Point labeling records:

%%

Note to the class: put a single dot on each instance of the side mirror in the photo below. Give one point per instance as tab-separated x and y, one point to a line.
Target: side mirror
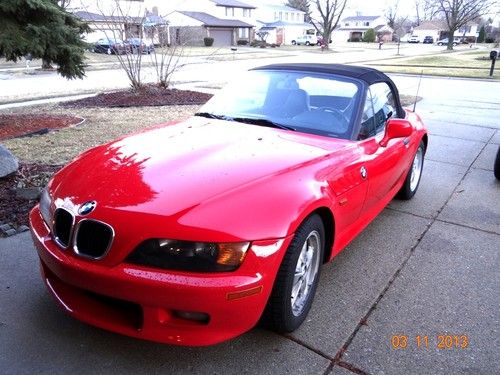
396	128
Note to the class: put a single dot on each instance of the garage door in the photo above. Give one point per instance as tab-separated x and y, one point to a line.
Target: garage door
222	37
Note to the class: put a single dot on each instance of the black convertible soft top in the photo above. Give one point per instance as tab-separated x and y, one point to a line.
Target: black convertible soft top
367	75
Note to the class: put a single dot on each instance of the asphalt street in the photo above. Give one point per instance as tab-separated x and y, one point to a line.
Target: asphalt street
418	292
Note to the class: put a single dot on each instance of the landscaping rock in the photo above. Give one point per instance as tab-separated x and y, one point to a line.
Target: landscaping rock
8	162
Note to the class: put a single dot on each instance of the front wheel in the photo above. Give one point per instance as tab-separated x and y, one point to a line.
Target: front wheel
496	168
412	180
297	278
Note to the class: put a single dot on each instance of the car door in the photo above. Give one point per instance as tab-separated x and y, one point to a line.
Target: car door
384	165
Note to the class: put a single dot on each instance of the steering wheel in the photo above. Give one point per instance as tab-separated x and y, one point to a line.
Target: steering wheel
339	116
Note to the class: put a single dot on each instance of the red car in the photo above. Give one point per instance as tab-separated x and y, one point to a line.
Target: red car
193	232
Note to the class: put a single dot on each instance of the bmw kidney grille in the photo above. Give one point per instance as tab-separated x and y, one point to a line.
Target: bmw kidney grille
92	238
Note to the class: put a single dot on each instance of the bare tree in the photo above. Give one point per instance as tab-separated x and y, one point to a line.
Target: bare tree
459	13
302	5
391	13
330	12
122	22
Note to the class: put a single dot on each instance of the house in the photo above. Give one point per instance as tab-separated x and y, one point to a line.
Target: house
110	26
352	29
281	23
119	19
227	21
439	30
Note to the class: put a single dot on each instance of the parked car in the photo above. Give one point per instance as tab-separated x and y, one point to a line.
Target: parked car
414	39
190	233
321	41
308	40
444	42
428	40
110	46
137	45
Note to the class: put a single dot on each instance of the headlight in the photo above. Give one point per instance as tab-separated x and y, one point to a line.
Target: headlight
45	202
189	256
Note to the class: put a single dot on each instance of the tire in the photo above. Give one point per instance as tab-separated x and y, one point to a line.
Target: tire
414	175
291	299
496	168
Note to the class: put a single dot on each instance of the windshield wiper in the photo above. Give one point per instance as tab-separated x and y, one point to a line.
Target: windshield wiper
263	122
212	115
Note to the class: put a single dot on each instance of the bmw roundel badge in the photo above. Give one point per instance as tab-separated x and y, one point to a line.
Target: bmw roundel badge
87	208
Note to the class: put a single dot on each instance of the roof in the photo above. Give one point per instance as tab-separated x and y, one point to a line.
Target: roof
368	75
209	20
232	3
432	25
286	23
284	8
361	18
94	17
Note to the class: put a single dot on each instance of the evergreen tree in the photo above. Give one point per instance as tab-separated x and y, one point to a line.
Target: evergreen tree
45	30
482	35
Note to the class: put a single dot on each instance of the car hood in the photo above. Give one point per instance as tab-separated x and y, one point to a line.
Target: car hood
173	168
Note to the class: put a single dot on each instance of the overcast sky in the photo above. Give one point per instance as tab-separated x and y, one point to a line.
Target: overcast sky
375	7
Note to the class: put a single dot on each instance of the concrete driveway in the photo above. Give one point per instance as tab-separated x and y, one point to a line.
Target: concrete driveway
426	268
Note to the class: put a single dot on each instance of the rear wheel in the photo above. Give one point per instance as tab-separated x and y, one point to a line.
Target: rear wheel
412	180
297	278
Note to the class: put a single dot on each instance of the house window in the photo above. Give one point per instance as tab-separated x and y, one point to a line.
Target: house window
243	33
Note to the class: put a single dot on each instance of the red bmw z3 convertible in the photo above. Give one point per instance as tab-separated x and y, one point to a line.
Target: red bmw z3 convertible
192	233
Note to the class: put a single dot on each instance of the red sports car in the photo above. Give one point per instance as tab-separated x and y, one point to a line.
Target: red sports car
192	232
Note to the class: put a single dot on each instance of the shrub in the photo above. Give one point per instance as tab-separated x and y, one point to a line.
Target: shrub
369	36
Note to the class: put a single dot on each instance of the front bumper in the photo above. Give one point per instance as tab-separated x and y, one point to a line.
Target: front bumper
144	303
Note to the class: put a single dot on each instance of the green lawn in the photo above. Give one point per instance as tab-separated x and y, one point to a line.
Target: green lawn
467	64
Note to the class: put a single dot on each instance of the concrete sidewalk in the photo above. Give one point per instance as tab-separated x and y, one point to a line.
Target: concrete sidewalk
427	268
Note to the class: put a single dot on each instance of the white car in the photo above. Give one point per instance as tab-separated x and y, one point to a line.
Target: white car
308	40
414	39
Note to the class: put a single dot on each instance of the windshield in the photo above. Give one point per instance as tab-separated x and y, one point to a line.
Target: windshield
306	102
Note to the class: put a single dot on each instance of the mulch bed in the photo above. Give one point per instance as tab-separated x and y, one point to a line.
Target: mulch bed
16	125
150	95
13	210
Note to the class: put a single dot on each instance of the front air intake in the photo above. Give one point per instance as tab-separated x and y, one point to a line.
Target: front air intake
63	224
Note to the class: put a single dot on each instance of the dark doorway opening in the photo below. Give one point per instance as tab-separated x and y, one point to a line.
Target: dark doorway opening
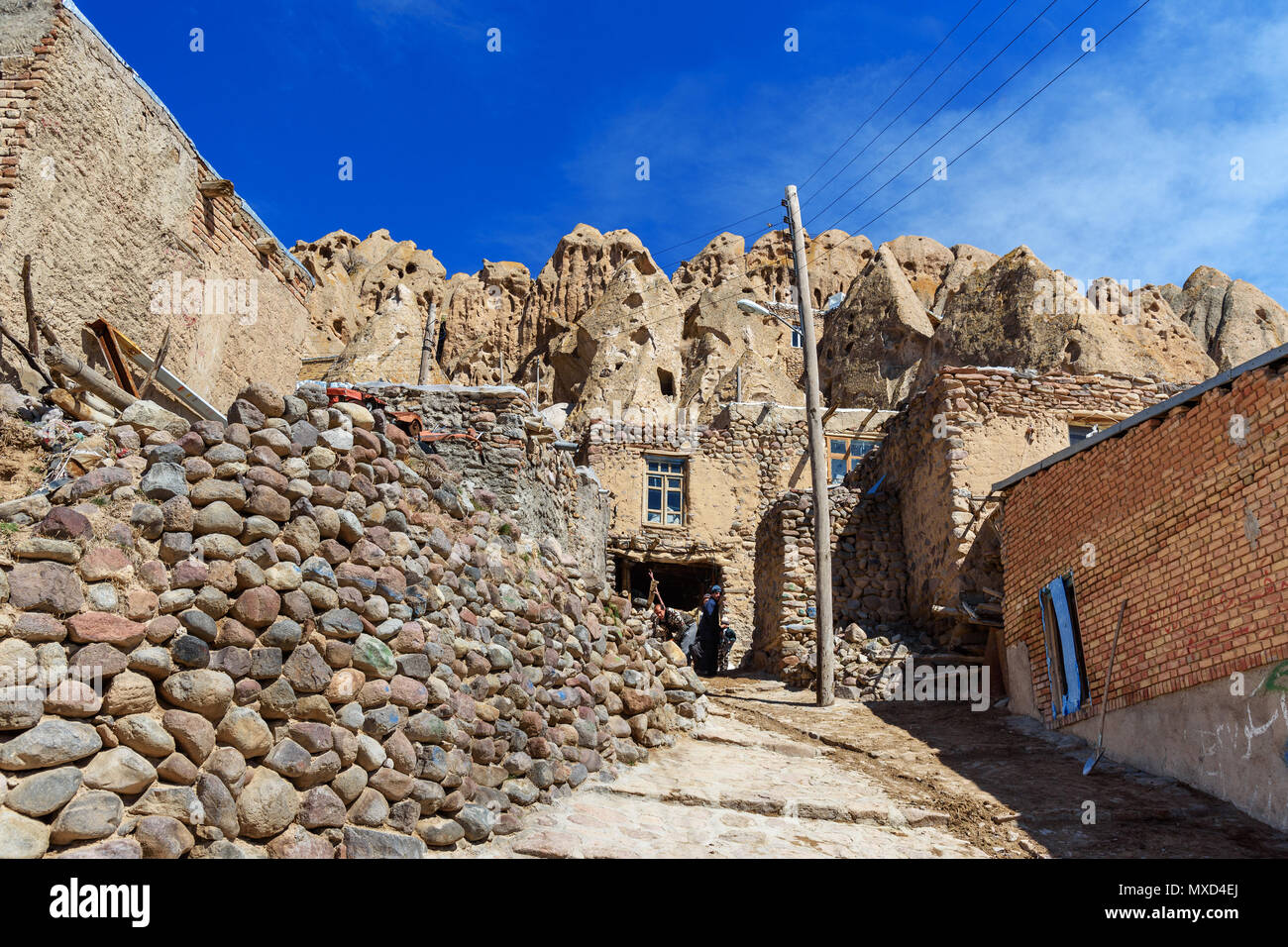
681	583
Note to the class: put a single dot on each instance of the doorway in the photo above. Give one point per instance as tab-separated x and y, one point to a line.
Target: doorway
682	583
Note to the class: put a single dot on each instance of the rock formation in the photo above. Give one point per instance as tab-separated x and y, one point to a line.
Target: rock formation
1233	320
919	307
599	324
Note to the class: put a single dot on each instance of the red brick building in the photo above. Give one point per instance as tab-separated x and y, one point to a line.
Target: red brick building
1181	512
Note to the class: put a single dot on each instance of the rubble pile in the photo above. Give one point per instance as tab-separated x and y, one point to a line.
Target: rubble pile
291	634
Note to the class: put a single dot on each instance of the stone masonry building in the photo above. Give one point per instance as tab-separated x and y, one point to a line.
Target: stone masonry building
687	500
928	523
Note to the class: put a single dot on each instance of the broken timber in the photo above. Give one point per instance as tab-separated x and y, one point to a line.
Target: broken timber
110	337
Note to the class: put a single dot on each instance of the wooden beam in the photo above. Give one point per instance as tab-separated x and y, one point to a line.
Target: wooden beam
215	187
72	368
156	364
26	354
33	335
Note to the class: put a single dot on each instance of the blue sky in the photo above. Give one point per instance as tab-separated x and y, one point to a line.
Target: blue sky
1122	167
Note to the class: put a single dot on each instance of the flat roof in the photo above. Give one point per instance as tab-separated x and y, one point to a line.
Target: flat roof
1271	357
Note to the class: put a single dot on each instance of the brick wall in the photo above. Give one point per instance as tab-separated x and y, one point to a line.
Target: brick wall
941	454
1186	523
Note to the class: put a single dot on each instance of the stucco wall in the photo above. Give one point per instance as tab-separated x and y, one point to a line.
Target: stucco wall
106	202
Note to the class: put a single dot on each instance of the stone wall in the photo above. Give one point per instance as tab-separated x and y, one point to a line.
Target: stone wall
502	447
292	635
99	185
868	578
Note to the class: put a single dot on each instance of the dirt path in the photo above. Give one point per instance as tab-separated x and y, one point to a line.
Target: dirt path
772	776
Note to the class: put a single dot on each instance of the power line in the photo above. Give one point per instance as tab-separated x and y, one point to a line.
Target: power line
960	121
735	289
931	85
719	231
928	119
1012	115
906	80
774	209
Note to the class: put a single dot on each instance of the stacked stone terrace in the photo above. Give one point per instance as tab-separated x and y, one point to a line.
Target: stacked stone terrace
294	635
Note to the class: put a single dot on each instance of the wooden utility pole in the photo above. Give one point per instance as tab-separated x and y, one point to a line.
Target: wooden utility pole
426	347
819	474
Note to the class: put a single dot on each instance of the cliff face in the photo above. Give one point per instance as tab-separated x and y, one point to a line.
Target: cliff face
601	325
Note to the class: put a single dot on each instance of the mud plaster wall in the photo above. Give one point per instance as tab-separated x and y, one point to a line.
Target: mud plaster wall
967	431
737	468
514	459
868	577
106	202
1232	746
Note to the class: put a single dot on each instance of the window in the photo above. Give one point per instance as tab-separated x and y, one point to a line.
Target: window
665	495
1065	667
844	454
1081	432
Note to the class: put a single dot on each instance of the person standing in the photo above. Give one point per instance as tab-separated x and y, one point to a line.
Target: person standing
707	646
670	624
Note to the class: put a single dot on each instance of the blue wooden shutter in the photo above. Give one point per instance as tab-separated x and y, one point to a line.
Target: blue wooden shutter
1072	697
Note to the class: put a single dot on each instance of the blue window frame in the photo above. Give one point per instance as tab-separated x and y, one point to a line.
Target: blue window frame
665	492
1065	667
844	454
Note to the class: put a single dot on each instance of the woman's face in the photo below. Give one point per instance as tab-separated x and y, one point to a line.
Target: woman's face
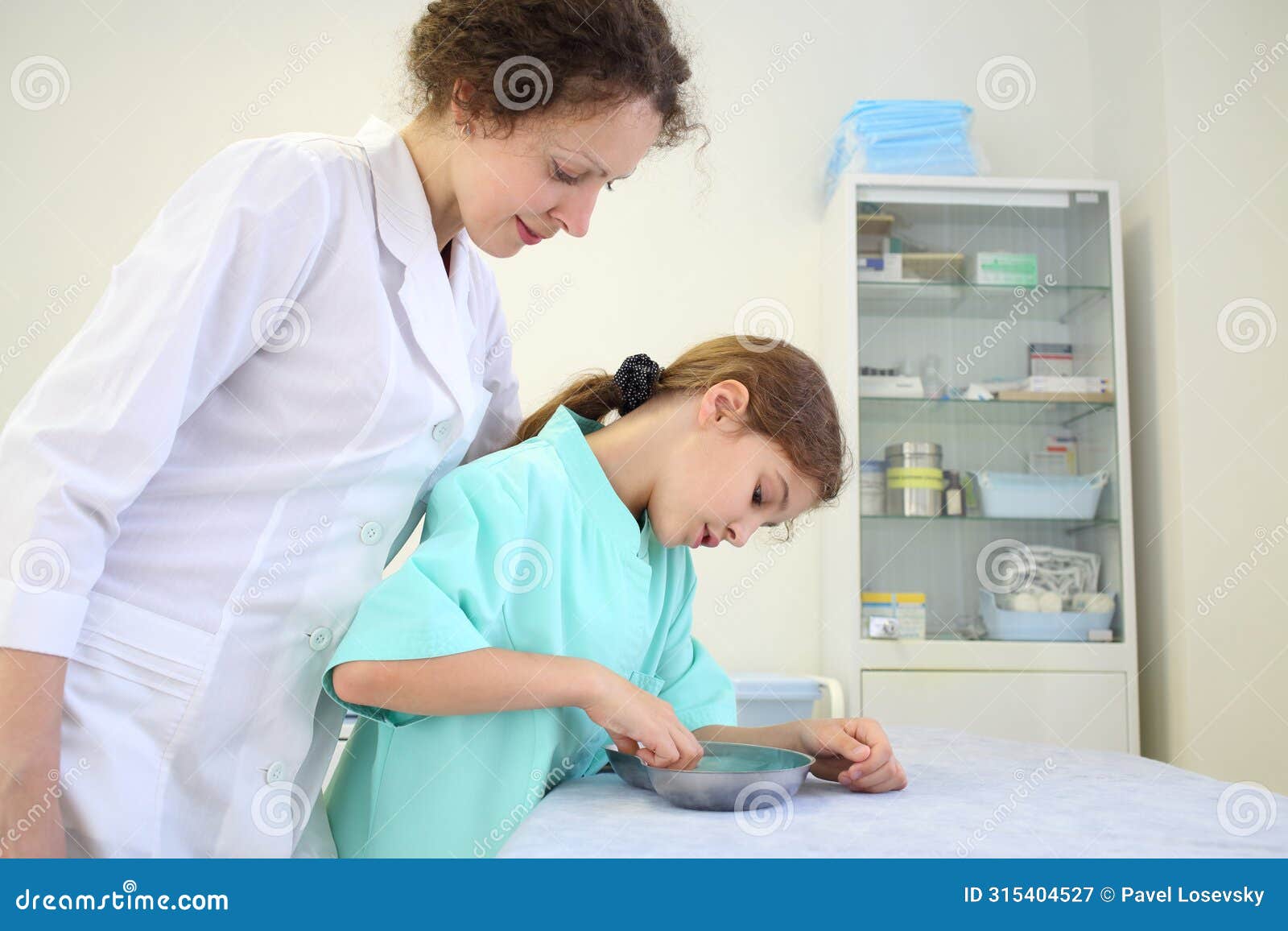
723	482
547	176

%%

## Task statement
Transcribe the records verbatim, starting at the line that contains "the blue window" and ending at the last line of the records. Leave out the pictures.

## Output for this exercise
Note to the class: put a single dot on each instance of the blue window frame in the photo above. Give one point per instance as tab-separated x and y, one point to a line.
Target: blue window frame
665	492
1065	667
844	454
Note to the class: put a single dot on each instance of the woman's face in the photo below. Give one point per instance as tab-separated x and y, one point to a line.
Target: woman's face
723	482
547	176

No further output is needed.